Extrait de page:
• • • •

Moins de capteurs en production porcine
Dans l’élevage et l’engraissement porcin, l’utilisation des capteurs n’en est pas encore à un stade aussi avancé. Pour les systèmes de pesée et de tri mentionnés plus haut, les éleveurs recourent souvent à des marques auriculaires électroniques pour l’identification individuelle des animaux. Parmi les 158 éleveurs de truies interrogés, 30 % utilisent des marques auriculaires électroniques. Seuls 3 % des 124 engraisseurs porcins interrogés ont affirmé utiliser des marques auriculaires électroniques. Les engraisseurs sont en revanche plus nombreux à recourir aux systèmes de pesée optiques (6,5 %) que les éleveurs de porcelets (moins de 2 %).
Conclusion
Les analyses effectuées montrent que la digitalisation se diffuse à un rythme différent selon les branches d’exploitation pratiquées. La digitalisation recèle un énorme potentiel pour améliorer l’efficacité du travail, augmenter la production et favoriser la santé animale.
Pour les exploitations, les investissements dans la digitalisation doivent cependant avant tout être intéressants financièrement. L’évolution étant très rapide dans ce domaine, les systèmes proposés sont parfois utilisés avec un temps de retard dans la pratique. Il est malgré tout intéressant de constater que même dans un pays comme la Suisse, où les structures agricoles sont de taille plutôt modeste, les nouvelles technologies et capteurs ont tendance à se diffuser toujours davantage.

• • • •

Données fournies:
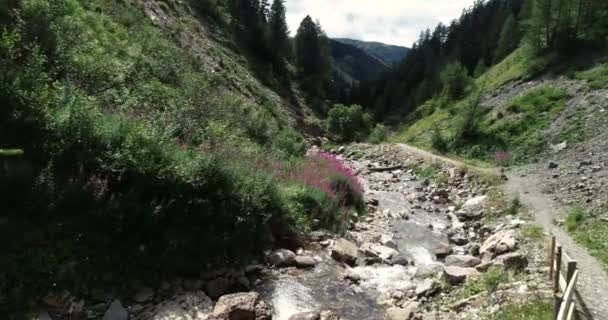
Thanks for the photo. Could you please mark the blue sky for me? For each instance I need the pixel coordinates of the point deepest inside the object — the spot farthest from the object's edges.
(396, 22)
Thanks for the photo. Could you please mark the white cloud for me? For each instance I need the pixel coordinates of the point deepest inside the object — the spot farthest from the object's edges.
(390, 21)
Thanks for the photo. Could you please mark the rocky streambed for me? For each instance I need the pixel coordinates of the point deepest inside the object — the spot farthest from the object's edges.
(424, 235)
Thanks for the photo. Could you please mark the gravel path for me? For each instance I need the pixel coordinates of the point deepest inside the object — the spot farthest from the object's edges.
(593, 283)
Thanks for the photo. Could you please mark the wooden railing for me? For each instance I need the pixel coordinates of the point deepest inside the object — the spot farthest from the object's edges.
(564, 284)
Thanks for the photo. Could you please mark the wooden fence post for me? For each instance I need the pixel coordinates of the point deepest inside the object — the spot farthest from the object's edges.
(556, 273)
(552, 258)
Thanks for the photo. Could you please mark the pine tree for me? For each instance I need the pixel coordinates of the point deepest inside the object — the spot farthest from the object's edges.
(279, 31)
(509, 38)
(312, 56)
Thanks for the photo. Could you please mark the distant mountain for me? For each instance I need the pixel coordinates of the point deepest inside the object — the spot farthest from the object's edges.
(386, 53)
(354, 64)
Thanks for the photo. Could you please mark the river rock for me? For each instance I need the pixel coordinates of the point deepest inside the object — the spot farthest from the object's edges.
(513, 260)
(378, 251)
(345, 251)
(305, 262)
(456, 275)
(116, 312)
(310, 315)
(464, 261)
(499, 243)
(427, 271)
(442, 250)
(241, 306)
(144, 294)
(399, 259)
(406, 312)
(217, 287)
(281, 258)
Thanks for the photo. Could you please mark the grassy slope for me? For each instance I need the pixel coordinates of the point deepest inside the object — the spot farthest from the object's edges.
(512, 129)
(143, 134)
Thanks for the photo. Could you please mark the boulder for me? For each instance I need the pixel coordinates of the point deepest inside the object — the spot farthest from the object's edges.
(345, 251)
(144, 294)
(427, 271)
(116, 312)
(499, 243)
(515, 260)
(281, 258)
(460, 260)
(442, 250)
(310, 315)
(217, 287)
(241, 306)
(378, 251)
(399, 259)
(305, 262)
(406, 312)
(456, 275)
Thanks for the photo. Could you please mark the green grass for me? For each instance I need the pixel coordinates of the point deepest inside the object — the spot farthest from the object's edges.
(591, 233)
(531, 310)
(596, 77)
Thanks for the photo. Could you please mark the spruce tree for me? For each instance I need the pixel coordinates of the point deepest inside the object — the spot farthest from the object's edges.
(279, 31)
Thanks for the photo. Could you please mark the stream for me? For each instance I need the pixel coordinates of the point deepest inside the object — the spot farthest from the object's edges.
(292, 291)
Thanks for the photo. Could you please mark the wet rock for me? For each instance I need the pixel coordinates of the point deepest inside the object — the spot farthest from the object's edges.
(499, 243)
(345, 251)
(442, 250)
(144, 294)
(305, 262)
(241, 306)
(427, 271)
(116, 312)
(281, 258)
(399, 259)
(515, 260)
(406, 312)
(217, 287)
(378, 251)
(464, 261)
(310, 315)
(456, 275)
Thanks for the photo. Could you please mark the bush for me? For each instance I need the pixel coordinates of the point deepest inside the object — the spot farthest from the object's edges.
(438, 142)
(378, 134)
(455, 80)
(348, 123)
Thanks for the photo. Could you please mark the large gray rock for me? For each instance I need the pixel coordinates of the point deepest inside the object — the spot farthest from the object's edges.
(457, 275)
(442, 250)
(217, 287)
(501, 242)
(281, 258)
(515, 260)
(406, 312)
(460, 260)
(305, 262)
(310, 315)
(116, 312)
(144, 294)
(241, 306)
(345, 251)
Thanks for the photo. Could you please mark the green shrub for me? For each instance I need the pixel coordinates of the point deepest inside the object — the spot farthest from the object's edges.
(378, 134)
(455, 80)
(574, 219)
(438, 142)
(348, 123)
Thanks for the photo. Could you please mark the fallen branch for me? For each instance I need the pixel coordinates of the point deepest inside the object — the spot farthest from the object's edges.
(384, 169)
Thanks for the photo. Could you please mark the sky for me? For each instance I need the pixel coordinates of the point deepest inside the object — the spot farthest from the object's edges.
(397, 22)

• • • •

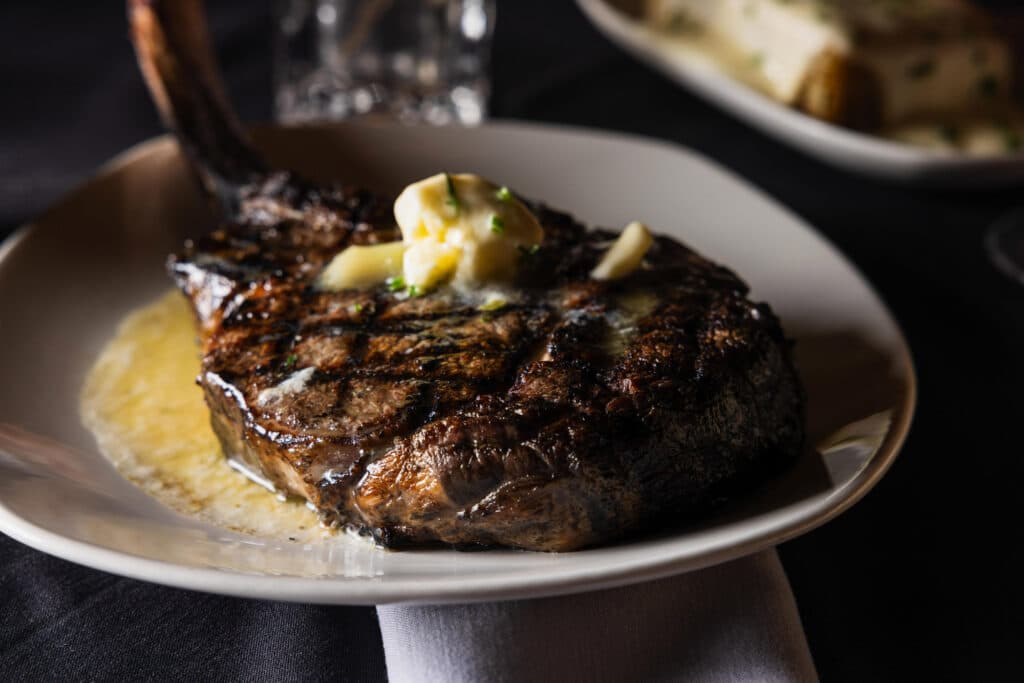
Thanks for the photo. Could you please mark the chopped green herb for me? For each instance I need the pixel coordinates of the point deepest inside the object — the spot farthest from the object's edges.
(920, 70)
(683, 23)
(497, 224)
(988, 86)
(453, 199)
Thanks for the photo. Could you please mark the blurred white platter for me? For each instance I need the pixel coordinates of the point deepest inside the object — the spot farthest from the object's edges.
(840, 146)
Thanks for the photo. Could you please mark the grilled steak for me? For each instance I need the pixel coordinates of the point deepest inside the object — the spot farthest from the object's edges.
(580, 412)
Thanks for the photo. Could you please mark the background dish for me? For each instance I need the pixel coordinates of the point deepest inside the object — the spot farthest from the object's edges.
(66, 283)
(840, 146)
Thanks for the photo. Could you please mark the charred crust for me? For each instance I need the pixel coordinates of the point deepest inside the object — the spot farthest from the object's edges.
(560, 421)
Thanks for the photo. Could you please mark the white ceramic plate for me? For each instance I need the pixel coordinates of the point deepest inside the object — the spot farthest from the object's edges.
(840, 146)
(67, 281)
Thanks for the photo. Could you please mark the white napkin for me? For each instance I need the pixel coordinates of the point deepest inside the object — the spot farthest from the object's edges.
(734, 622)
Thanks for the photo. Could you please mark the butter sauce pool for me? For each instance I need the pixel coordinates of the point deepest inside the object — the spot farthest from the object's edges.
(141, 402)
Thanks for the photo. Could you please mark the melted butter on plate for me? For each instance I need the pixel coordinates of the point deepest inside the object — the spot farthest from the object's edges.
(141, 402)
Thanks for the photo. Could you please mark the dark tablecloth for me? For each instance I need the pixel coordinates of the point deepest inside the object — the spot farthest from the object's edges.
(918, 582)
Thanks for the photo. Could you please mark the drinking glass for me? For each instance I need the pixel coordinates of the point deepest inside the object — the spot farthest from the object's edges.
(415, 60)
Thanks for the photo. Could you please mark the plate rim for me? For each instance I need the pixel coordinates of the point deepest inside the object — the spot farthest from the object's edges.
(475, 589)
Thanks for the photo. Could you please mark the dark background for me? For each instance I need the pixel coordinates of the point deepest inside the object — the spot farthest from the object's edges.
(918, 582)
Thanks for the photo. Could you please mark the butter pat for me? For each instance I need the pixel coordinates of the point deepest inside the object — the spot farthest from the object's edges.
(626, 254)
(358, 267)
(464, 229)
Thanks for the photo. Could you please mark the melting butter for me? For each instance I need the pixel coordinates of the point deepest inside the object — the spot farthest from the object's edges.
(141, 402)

• • • •

Votre tâche: Renvoyez tel quel le passage de l'extrait sur la digitalisation agricole qui va de « Pour les exploitations, les » jusqu'à « diffuser toujours davantage. ».

Résultat obtenu:
Pour les exploitations, les investissements dans la digitalisation doivent cependant avant tout être intéressants financièrement. L’évolution étant très rapide dans ce domaine, les systèmes proposés sont parfois utilisés avec un temps de retard dans la pratique. Il est malgré tout intéressant de constater que même dans un pays comme la Suisse, où les structures agricoles sont de taille plutôt modeste, les nouvelles technologies et capteurs ont tendance à se diffuser toujours davantage.